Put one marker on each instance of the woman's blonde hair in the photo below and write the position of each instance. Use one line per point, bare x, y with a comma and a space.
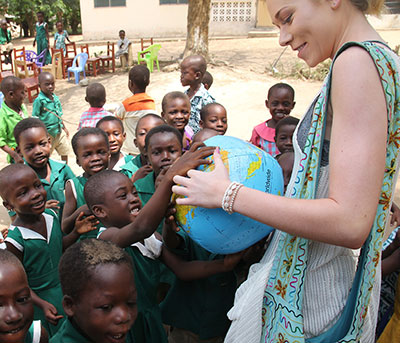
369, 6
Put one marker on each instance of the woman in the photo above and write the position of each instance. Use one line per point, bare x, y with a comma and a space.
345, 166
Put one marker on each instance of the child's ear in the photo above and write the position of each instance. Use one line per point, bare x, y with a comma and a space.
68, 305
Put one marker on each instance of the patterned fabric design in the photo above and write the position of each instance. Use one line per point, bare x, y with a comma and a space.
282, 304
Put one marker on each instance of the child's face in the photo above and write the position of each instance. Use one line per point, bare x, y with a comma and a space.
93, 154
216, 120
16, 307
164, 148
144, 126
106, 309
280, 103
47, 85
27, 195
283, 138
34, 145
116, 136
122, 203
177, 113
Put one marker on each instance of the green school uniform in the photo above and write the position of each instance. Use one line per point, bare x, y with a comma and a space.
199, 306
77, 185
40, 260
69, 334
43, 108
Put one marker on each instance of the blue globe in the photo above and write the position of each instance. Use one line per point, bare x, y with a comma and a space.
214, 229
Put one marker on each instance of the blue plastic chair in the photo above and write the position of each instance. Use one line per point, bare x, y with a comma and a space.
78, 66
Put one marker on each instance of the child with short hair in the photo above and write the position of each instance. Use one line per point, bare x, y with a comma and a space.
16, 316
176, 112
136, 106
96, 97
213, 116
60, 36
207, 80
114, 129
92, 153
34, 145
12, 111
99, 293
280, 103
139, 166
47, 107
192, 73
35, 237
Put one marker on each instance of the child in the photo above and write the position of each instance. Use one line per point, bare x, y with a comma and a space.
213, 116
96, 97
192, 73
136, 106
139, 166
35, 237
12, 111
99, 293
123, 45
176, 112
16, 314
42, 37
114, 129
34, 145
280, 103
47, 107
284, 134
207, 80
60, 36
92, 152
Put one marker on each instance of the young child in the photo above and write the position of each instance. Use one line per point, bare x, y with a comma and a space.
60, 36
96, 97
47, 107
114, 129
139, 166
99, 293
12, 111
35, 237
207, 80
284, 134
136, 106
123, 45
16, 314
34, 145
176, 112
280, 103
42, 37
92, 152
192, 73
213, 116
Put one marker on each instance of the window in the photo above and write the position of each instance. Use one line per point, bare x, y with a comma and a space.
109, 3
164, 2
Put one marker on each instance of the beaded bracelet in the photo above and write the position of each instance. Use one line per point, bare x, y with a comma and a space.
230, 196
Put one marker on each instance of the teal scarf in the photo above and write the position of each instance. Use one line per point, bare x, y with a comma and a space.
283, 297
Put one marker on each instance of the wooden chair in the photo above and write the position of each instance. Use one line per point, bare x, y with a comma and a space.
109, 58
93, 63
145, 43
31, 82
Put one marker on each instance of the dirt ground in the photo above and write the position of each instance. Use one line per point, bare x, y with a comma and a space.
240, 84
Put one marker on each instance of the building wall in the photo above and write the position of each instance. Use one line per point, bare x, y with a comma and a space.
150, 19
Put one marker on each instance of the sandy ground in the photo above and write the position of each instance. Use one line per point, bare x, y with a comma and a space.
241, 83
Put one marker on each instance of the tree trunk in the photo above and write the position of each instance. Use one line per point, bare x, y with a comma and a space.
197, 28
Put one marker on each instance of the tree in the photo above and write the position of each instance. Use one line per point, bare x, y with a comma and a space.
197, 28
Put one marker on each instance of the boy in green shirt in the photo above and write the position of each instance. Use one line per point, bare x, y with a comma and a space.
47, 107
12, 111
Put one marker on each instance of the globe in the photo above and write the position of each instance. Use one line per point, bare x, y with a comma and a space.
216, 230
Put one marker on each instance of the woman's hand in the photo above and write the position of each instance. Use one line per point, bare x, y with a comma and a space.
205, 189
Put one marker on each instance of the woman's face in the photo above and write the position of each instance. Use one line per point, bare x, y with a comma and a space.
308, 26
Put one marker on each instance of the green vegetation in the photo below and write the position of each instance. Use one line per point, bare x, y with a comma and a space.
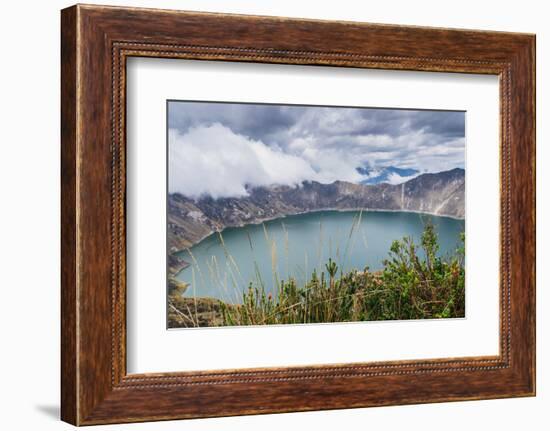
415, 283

> **Task goal**
Restate the entire listing word for word, excluding pictures.

> **Answer below**
Put one marker on each instance of the woman's blonde hair in the photo below and write the position of each instance. Use one line per point, bare x, y with a comma and a space.
369, 6
Put one marker on each instance of the woman in the photo above and write the position of each instance. Use one line per point, bare x, y with a comma and a space.
345, 166
Put one marker on each instance of the child's ear in the photo above and write the position of each instance. Use one line per point, bare x, y with a comma and a space.
68, 305
Put one marker on each instance of the patterned fabric design in the photo above and write the position of each instance. Use one line per point, bare x, y with a comma and a space.
282, 304
Put one marker on each instance of the child's face in the photo above and write the position of each instance. Use one line per point, bare x, y with a comma and a space.
93, 154
216, 120
16, 307
164, 148
144, 126
106, 309
280, 103
47, 85
27, 195
283, 138
34, 145
116, 136
122, 203
177, 113
Put one marker on each instance of the green school uniform in the photo above and write the position of each instance. Use one line per point, bare x, y with a comma and a space.
199, 306
77, 185
40, 260
69, 334
43, 108
Put one marker on each instance of the blue globe in the photo above and write the position of each instance. Use one line per point, bare x, y with a comma and a space.
214, 229
Put one marker on each instance of the blue plastic chair in the photo above and write the position of each instance. Use one line per point, bare x, y with a comma and a space.
78, 66
Put one marker on each instance of the child with short hair in the photo above and write the position of each instance. Use one line per point, bare x, y with a comma and a space.
16, 316
176, 112
136, 106
96, 97
213, 116
60, 36
207, 80
114, 129
92, 153
34, 145
12, 111
99, 293
280, 103
139, 166
47, 107
192, 73
35, 237
Put one marker on each instance of the child in the photo above and write the position of each instance. Use one line per point, bare x, y with a comma and a space.
213, 116
96, 97
192, 73
136, 106
139, 166
35, 237
12, 111
99, 293
123, 45
176, 112
16, 314
42, 37
114, 129
34, 145
280, 103
47, 107
284, 134
207, 80
60, 36
92, 152
Put one marker on each instance of the young child in the photo above and write the position of each instance. Use one line per point, bare x, y with a comma and a space.
60, 36
96, 97
47, 107
114, 129
139, 166
99, 293
12, 111
35, 237
207, 80
284, 134
136, 106
123, 45
16, 314
34, 145
176, 112
280, 103
42, 37
92, 152
192, 73
213, 116
Put one marker on each instance of the window in the photo above and write the position of each instance. Use one line per point, bare x, y with a comma and a space.
109, 3
164, 2
Put one marker on each instance of the beaded bracelet in the photo above and write the position of each instance. Use one line per point, bare x, y with a comma and a space.
230, 196
Put one marker on each instance of the teal scarf in the photo above and write the position of each instance. Use one line per point, bare x, y with a comma and a space.
283, 297
Put one marker on each instance of the wooden chair in the photo above and write the position of each instance. Use one line per point, bare x, y with a comma and a space.
109, 58
93, 63
145, 43
31, 82
Put one marker on each instance of the dirt ground in the photo above and write the position of each instance. Use one line per point, bare x, y with a comma and a space.
240, 84
Put one marker on each instance of the building wall in the photo above and write the position of each instance. Use one line per point, bare x, y with a comma and a space.
150, 19
Put one marker on each instance of the sandy ground in the photo above and write the position of each instance. Use one line per point, bare x, y with a comma and a space.
241, 83
Put one marker on each instance of the tree trunk in the photo above and write the position of each instance. Use one line per point, bare x, y with a comma and a space.
197, 28
Put one marker on each instance of the tree in the photo above and write the position of each instance. Use one line per point, bare x, y with a comma and a space.
197, 28
Put one marker on each instance of the boy in green shirt in the photo above and write the position of each instance. Use one line per point, bare x, y with a comma and a space.
47, 107
12, 111
Put one marker on each instance of the globe in the photo above and write the position of each instance. Use one line per point, bare x, y with a comma and a space.
216, 230
Put one marker on each instance of the woman's hand in the photo above and write the position of each instance. Use one line per point, bare x, y with a comma and a space.
205, 189
Put one marker on each instance of the woman's face in the photo above and write the position of each instance. Use one line per point, bare x, y with a comma and a space.
308, 26
Put one marker on each instance of the green vegetation in the photo below and write the position of each instance. Use one line per point, bare x, y with a comma and a space.
415, 283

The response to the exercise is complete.